When I write something at that point in my mind everything worked or I wouldn't put it on paper, I wouldn't have written it. And so in retrospect I wish I would have had at least a month off. If I was going to do this again, and it's actually funny that after "11-11-11" I've actually written the last three movies that I've done and actually sold them, which is kind of exciting for me. But I would always do something different from this point on; I would take a break, I would walk away from it for a month, two months, and them come back and approach it and approach it as a director. In this I was directing approaching it as a writer, and so I think in moving forward I would probably take a break after I write something before I try to film it.
(Q) : One last thing; have your beliefs changed? Are you going to become a priest?
(Darren Lynn Bousman): Well they have, and I'll tell you how. There's a behind the scenes on the disc, it's a making of "11-11-11," and when I came out there and went to Barcelona I didn't really believe in anything. I grew up Christian but nothing that I could walk around and say I was a bible thumper or a holy roller or anything like that. But going into this house, the house had a horrible, negative energy in it, and there's no way to describe it outside of saying it was evil. The house felt evil. None of the crew members wanted to shoot there. And again, I don't speak Spanish, so I had a hard time understanding what was going on at the time, but a lot of crew members started quitting and there was something about this house.
Well I demanded to find information about the house and they went and researched on and helped me uncover that the house actually had been used for cult séances and rituals, and there were all sorts of weird, cult-like symbols all over the house. And the further we traced it back the more horrible things we found out took place in this house. This is not an exaggeration; I'm not joking about this. This is not a ploy for publicity for the movie; it was real. And what happened through the course of filming was there was a presence, and I didn't see anything, I didn't see ghosts, there were no aberrations I saw, but there was a presence of just a weight on your chest, something that drew you down and just made you anxious at all times.
And I think that knowing what people will do in the name of their belief system, whether they murder, kill, sacrifice, whatever, it's a crazy thing for me, it's a crazy thing to realize. But more importantly than that, being in the middle of this horrible feeling, realizing that the energy that was very much real, and again, unless you were there you can't really describe it, but it was very, very real, it made me question things, to see things differently instead of just writing it off and saying it's a joke. I was there and I saw it, I felt it, and it opened my eyes to a lot of things I've got to say.

Data listing:

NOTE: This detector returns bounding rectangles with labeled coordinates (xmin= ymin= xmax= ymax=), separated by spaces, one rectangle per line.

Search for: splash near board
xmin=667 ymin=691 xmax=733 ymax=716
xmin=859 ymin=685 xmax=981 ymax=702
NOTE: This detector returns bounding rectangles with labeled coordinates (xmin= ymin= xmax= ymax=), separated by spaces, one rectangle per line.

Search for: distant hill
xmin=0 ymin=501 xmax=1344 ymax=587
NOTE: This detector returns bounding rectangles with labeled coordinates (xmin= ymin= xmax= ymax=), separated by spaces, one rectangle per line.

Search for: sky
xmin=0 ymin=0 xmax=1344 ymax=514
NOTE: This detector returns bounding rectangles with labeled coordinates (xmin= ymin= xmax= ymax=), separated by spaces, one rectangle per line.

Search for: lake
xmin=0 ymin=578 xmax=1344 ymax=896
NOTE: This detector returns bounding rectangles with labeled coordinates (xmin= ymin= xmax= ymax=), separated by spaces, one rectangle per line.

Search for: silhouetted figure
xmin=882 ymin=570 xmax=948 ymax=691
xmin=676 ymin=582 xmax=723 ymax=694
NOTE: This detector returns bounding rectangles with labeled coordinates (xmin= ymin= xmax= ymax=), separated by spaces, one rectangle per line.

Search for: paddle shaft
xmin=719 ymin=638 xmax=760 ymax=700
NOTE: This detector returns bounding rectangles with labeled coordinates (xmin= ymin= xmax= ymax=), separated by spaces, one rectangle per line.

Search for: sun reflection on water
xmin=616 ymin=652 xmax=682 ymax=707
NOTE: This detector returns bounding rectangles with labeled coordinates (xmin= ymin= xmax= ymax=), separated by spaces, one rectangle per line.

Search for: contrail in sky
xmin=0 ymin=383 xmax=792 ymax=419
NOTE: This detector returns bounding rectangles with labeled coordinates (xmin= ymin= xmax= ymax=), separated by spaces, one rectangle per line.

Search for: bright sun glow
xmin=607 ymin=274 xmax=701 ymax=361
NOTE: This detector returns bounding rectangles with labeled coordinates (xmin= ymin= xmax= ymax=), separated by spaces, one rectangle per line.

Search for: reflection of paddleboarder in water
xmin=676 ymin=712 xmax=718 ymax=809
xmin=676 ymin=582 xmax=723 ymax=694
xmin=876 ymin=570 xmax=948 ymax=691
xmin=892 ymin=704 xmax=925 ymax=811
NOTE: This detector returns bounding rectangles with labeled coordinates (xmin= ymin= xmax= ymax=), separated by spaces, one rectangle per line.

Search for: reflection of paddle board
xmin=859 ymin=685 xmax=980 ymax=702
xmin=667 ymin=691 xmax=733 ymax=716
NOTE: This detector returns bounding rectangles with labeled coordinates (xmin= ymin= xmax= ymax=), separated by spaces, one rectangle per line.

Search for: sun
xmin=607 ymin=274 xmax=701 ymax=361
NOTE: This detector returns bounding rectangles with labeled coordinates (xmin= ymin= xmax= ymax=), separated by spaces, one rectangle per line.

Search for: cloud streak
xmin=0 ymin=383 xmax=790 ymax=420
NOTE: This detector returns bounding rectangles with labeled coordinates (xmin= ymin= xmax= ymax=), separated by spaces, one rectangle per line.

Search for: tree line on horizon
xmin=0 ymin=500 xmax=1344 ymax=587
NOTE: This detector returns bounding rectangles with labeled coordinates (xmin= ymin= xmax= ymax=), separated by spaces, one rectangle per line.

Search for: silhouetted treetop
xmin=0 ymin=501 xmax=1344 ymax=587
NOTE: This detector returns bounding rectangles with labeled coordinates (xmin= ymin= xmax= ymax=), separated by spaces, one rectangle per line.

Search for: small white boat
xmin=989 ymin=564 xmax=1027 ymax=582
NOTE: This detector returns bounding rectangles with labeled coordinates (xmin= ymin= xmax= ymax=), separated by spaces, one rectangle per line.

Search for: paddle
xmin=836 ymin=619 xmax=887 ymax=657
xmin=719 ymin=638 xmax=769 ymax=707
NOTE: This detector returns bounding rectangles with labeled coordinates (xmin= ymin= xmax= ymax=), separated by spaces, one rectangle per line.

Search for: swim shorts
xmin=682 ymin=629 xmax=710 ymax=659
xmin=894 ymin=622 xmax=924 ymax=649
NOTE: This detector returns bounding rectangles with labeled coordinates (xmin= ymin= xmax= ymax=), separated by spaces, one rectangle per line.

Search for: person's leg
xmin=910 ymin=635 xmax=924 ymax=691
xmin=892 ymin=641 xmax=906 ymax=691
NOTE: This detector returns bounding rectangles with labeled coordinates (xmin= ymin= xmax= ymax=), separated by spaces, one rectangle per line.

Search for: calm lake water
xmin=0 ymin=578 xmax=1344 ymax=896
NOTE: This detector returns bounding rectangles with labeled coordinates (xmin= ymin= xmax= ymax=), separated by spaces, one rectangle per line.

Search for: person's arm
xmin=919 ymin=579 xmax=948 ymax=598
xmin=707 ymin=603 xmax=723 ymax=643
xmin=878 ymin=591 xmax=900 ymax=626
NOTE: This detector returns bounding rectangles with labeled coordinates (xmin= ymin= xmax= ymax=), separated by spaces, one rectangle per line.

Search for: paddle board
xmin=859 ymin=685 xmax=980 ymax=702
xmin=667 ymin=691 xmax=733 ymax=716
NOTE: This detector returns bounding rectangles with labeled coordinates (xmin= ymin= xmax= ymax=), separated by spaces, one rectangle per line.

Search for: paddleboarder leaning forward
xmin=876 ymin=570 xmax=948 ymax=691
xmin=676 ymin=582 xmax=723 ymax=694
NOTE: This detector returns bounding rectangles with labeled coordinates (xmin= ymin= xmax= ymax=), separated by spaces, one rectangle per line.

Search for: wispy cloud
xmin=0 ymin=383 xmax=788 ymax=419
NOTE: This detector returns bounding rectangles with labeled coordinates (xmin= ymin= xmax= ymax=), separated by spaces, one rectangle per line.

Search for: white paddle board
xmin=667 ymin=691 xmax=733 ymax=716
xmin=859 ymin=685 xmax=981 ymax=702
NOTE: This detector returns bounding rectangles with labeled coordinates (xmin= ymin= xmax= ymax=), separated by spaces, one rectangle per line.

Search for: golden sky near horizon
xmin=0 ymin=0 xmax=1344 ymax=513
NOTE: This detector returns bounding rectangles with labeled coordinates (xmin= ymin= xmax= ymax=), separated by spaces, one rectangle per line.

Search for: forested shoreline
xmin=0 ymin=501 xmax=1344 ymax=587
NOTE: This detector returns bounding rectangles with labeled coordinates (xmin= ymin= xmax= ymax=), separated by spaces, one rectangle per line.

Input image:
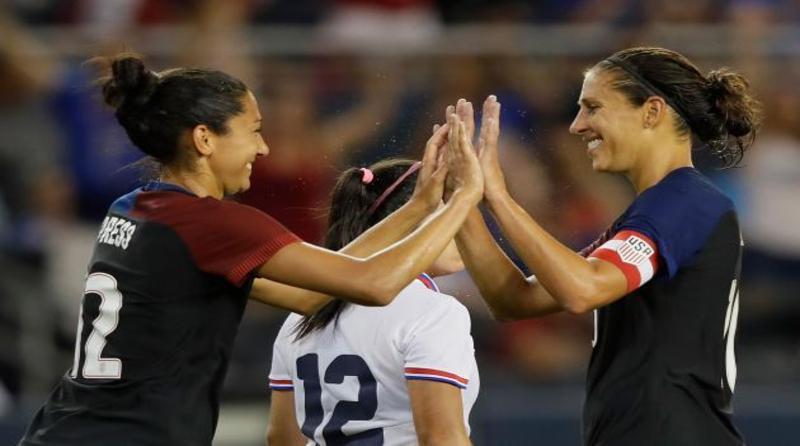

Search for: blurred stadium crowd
xmin=0 ymin=0 xmax=800 ymax=444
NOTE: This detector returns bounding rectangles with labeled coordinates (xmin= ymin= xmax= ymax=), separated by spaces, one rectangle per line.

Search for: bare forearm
xmin=456 ymin=208 xmax=563 ymax=320
xmin=489 ymin=194 xmax=599 ymax=312
xmin=250 ymin=200 xmax=428 ymax=315
xmin=366 ymin=190 xmax=479 ymax=299
xmin=339 ymin=199 xmax=432 ymax=257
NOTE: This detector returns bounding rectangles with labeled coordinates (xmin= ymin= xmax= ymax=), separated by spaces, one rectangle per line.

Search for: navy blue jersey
xmin=21 ymin=183 xmax=298 ymax=446
xmin=583 ymin=168 xmax=743 ymax=446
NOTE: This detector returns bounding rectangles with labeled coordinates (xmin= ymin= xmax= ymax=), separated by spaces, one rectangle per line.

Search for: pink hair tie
xmin=358 ymin=167 xmax=375 ymax=184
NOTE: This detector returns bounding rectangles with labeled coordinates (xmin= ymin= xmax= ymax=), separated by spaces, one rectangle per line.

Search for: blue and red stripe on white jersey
xmin=589 ymin=230 xmax=658 ymax=292
xmin=269 ymin=275 xmax=480 ymax=445
xmin=406 ymin=367 xmax=469 ymax=389
xmin=417 ymin=273 xmax=439 ymax=293
xmin=269 ymin=378 xmax=294 ymax=391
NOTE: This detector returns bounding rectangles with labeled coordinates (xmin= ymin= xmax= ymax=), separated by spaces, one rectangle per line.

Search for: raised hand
xmin=478 ymin=95 xmax=508 ymax=201
xmin=411 ymin=124 xmax=449 ymax=211
xmin=445 ymin=111 xmax=483 ymax=203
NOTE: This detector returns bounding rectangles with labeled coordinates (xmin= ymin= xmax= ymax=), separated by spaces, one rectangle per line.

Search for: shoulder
xmin=614 ymin=168 xmax=735 ymax=277
xmin=626 ymin=168 xmax=734 ymax=225
xmin=388 ymin=279 xmax=469 ymax=317
xmin=275 ymin=313 xmax=303 ymax=345
xmin=385 ymin=280 xmax=471 ymax=333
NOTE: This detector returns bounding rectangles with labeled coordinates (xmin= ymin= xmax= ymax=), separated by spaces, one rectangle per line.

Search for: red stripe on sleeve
xmin=590 ymin=247 xmax=642 ymax=293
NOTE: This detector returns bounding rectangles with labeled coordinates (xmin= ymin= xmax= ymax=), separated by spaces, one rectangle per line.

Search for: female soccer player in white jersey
xmin=268 ymin=114 xmax=479 ymax=446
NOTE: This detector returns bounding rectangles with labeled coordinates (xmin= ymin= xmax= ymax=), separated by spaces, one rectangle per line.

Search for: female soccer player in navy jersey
xmin=21 ymin=55 xmax=483 ymax=446
xmin=456 ymin=48 xmax=759 ymax=446
xmin=268 ymin=115 xmax=479 ymax=446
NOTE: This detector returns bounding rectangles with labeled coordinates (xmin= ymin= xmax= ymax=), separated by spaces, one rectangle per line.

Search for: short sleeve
xmin=404 ymin=299 xmax=475 ymax=389
xmin=191 ymin=201 xmax=300 ymax=285
xmin=136 ymin=192 xmax=300 ymax=286
xmin=614 ymin=168 xmax=733 ymax=278
xmin=269 ymin=319 xmax=294 ymax=391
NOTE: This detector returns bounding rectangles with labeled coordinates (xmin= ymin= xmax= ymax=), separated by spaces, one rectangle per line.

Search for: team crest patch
xmin=617 ymin=235 xmax=655 ymax=265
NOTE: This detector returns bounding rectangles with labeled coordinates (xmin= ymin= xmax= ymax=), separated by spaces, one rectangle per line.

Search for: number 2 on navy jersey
xmin=297 ymin=353 xmax=383 ymax=446
xmin=70 ymin=273 xmax=122 ymax=379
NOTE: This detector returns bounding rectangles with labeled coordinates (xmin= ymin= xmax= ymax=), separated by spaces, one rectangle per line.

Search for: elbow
xmin=561 ymin=300 xmax=594 ymax=315
xmin=266 ymin=426 xmax=284 ymax=445
xmin=489 ymin=306 xmax=523 ymax=322
xmin=417 ymin=429 xmax=470 ymax=446
xmin=559 ymin=287 xmax=597 ymax=315
xmin=359 ymin=280 xmax=400 ymax=307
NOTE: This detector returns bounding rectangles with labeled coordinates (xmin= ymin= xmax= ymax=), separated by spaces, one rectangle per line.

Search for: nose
xmin=256 ymin=135 xmax=269 ymax=156
xmin=569 ymin=110 xmax=589 ymax=135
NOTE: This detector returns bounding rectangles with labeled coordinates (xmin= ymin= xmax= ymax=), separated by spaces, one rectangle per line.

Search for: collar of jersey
xmin=417 ymin=273 xmax=439 ymax=293
xmin=142 ymin=180 xmax=197 ymax=196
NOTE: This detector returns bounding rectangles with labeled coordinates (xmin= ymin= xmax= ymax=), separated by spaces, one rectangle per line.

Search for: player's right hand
xmin=411 ymin=124 xmax=448 ymax=212
xmin=445 ymin=113 xmax=483 ymax=203
xmin=478 ymin=95 xmax=508 ymax=201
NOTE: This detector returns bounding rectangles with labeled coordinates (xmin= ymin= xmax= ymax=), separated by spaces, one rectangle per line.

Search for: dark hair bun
xmin=706 ymin=68 xmax=758 ymax=137
xmin=103 ymin=54 xmax=158 ymax=108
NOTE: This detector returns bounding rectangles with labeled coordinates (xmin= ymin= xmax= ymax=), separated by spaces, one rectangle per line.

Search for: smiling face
xmin=569 ymin=69 xmax=645 ymax=172
xmin=208 ymin=92 xmax=269 ymax=195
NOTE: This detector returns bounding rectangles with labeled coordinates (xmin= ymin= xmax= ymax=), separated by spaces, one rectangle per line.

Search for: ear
xmin=192 ymin=124 xmax=214 ymax=156
xmin=642 ymin=96 xmax=667 ymax=129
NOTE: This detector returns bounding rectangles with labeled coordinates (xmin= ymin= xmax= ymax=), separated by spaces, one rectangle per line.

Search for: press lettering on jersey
xmin=97 ymin=216 xmax=136 ymax=249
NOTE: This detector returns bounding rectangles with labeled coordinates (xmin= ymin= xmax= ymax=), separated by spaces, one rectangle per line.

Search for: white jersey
xmin=269 ymin=275 xmax=480 ymax=446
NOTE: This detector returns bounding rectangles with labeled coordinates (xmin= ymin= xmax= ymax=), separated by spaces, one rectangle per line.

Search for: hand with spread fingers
xmin=411 ymin=124 xmax=448 ymax=212
xmin=478 ymin=95 xmax=508 ymax=201
xmin=445 ymin=107 xmax=483 ymax=204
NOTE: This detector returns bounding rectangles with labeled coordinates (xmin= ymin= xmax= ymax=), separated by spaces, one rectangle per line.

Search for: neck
xmin=160 ymin=167 xmax=225 ymax=200
xmin=625 ymin=141 xmax=693 ymax=195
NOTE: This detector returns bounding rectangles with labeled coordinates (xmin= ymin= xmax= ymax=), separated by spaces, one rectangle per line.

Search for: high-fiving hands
xmin=469 ymin=95 xmax=507 ymax=202
xmin=444 ymin=95 xmax=507 ymax=201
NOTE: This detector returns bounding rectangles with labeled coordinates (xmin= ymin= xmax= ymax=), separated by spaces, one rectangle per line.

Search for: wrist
xmin=483 ymin=188 xmax=511 ymax=213
xmin=410 ymin=195 xmax=441 ymax=216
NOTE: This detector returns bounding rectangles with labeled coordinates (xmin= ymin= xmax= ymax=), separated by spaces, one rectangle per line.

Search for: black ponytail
xmin=295 ymin=159 xmax=417 ymax=339
xmin=595 ymin=47 xmax=761 ymax=167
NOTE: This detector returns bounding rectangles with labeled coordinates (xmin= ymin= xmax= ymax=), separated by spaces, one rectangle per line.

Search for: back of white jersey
xmin=270 ymin=277 xmax=480 ymax=445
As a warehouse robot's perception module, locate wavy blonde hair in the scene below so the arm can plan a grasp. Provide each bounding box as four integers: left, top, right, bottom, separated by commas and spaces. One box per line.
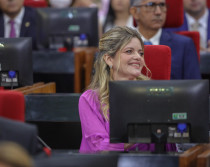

What you are asked to do:
In the interview excerpt about "11-11-11," what did research reveal the house had been used for? The listing is separate material.

Response for this exercise:
Cult séances and rituals.